[begin Excerpted passage]

94. Memorandum of Conversation1
- Yigal Allon, Minister of Foreign Affairs and Deputy Prime Minister of Israel
- Simcha Dinitz, Israeli Ambassador to the United States
- Eliyahu Chasin, Adviser to Minister Allon
- Dr. Henry A. Kissinger, Secretary of State and Assistant to the President for National Security Affairs
- Major General Brent Scowcroft, Deputy Assistant to the President for National Security Affairs
- Peter W. Rodman, National Security Council Staff
- The Future Map of Israel
Allon: Can you try and tell me how would you envisage Israel’s map within the context of peace and security arrangements, so any responsible Government can satisfy its people that this is an arrangement not for a decade, but forever?
Kissinger: There is no United States opinion. Do you want my personal opinion?

[end Excerpted passage]

Transcribe the part of the memorandum of conversation above that opens with the words "94. Memorandum of" and closes with "decade, but forever?".

[begin Recorded data]

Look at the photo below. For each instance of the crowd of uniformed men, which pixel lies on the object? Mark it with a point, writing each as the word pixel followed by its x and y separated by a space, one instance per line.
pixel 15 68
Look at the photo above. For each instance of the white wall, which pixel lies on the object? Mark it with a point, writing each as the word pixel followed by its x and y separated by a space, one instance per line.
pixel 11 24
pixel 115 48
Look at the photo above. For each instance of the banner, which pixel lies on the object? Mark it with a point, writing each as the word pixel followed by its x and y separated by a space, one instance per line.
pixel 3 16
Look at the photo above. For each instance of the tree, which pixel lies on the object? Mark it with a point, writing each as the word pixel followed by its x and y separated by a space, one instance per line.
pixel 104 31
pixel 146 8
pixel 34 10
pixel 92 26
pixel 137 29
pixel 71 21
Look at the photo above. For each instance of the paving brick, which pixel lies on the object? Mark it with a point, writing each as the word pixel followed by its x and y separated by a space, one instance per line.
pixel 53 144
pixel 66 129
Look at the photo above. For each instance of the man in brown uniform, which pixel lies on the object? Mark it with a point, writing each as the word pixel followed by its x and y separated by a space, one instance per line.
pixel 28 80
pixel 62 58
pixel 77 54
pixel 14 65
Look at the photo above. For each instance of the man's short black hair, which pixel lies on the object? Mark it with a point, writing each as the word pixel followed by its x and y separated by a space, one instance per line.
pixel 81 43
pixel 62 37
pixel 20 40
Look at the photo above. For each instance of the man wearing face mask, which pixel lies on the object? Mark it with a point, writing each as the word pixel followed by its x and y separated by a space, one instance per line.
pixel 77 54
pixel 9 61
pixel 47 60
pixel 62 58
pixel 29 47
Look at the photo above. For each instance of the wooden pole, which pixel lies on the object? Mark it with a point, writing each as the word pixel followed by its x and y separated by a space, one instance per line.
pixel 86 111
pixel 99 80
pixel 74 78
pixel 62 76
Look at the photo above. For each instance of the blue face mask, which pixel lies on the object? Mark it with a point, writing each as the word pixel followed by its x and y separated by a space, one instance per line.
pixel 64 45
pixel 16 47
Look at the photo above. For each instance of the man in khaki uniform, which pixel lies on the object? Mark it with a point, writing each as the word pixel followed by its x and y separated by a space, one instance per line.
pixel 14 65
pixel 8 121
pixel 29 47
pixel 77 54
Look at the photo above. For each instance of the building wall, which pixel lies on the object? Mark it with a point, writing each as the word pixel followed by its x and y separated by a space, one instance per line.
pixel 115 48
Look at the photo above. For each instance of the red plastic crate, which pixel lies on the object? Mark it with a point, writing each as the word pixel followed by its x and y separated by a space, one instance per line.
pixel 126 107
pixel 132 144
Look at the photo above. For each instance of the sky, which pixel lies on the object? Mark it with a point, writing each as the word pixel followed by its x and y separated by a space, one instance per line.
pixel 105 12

[end Recorded data]

• **Solution to the exercise**
94. Memorandum of Conversation1
- Yigal Allon, Minister of Foreign Affairs and Deputy Prime Minister of Israel
- Simcha Dinitz, Israeli Ambassador to the United States
- Eliyahu Chasin, Adviser to Minister Allon
- Dr. Henry A. Kissinger, Secretary of State and Assistant to the President for National Security Affairs
- Major General Brent Scowcroft, Deputy Assistant to the President for National Security Affairs
- Peter W. Rodman, National Security Council Staff
- The Future Map of Israel
Allon: Can you try and tell me how would you envisage Israel’s map within the context of peace and security arrangements, so any responsible Government can satisfy its people that this is an arrangement not for a decade, but forever?